====== Supplied information

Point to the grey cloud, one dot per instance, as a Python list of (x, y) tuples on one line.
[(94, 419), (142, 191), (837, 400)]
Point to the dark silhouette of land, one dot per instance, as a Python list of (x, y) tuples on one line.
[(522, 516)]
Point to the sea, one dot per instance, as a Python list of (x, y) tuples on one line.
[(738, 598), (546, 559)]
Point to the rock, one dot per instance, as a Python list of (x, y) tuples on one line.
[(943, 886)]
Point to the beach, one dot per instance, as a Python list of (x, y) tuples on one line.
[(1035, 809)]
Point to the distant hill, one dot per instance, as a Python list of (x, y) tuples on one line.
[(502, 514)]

============

### Directions for this task
Whatever the entries say, repeat all of them exactly.

### Task solution
Point to the grey cloud, one dot per instance, as a Python list of (x, y) tuples on one line.
[(94, 419), (142, 191), (837, 400)]
Point to the dark silhouette of land, one dot per instance, as a Python list of (x, y) tuples on one line.
[(522, 516)]
Point to the sea, one dot per instance, as a Python list of (x, y) tuples on one line.
[(738, 598), (546, 559)]
Point to the rock, one dot per instance, as a Python list of (x, y) tuples on one line.
[(943, 886)]
Point to the beach, one dot per instance, as a Python list of (x, y) tuples on one line.
[(1035, 809)]
Point to the distant hill, one dot per instance, as a Python list of (x, y) tuples on one line.
[(502, 514)]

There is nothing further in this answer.